* [Task statement]:
Leave out the pictures and copy everything else below exactly.

* [Record excerpts]:
--------

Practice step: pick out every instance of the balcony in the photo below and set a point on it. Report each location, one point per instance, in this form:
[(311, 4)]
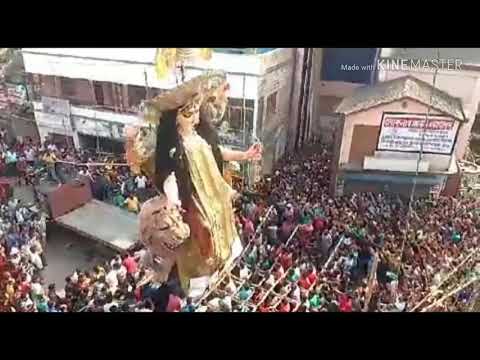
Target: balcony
[(243, 51)]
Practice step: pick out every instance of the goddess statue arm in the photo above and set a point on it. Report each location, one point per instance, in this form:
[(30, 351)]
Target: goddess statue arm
[(253, 153)]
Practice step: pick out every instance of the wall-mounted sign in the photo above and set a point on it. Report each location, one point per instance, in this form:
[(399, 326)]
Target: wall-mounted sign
[(411, 132), (55, 106)]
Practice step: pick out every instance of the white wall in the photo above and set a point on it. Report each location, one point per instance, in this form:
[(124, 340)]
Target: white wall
[(118, 71), (464, 84)]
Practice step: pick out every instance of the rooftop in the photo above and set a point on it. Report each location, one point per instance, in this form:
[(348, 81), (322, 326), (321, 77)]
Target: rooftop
[(366, 97)]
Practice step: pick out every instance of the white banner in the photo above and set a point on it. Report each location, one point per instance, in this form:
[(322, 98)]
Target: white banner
[(403, 132)]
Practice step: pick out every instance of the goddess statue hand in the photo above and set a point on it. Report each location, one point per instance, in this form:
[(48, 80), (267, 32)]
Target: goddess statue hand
[(255, 152)]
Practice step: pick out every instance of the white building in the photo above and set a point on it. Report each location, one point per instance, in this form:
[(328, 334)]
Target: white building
[(89, 95), (461, 81)]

--------

* [Task response]:
Practice step: pick out every instance of the balcony in the photo below and set a point on it. Report each location, one point per instance, in this form:
[(311, 4)]
Target: balcony
[(243, 51)]
Practice step: pick out every instance of the goddess statue arm in the photo above and set a point on it. Report each location, one point per instance, in this form:
[(30, 351)]
Target: goddess statue arm
[(253, 153)]
Practice step: pick out every instance of the wall-mounted sign in the photo above and set a point on it. Report each location, one point per instance, in this form:
[(399, 326)]
Target: wall-mounted sign
[(411, 132), (55, 106)]
Practice step: pick out every instance of the white wall in the photo above and set a point on it. Report each location, one point per instance, in this form:
[(124, 340)]
Target: white wall
[(118, 71), (464, 84)]
Practice step: pick out every instance of the rooftop in the photo above and set a point on it. Report each location, one point per instance, in this form:
[(348, 81), (322, 326), (321, 77)]
Target: rooftop
[(366, 97)]
Practice step: pick out every instance of the white banner in the photo above and set a point on it. Report each location, one point per instance, in this form:
[(322, 98)]
Target: white banner
[(403, 132)]
Practice step: pick out every instance of the goddess statue hand in the photo above and set a point on it. Report each location, one point per instance, in this form:
[(48, 80), (267, 32)]
Target: goddess statue hand
[(255, 152)]
Practice step: pick out every instance of the white building in the photo above and set a point on it. Report each location, one point per instance, in this form:
[(328, 334)]
Target: white building
[(89, 95), (461, 81)]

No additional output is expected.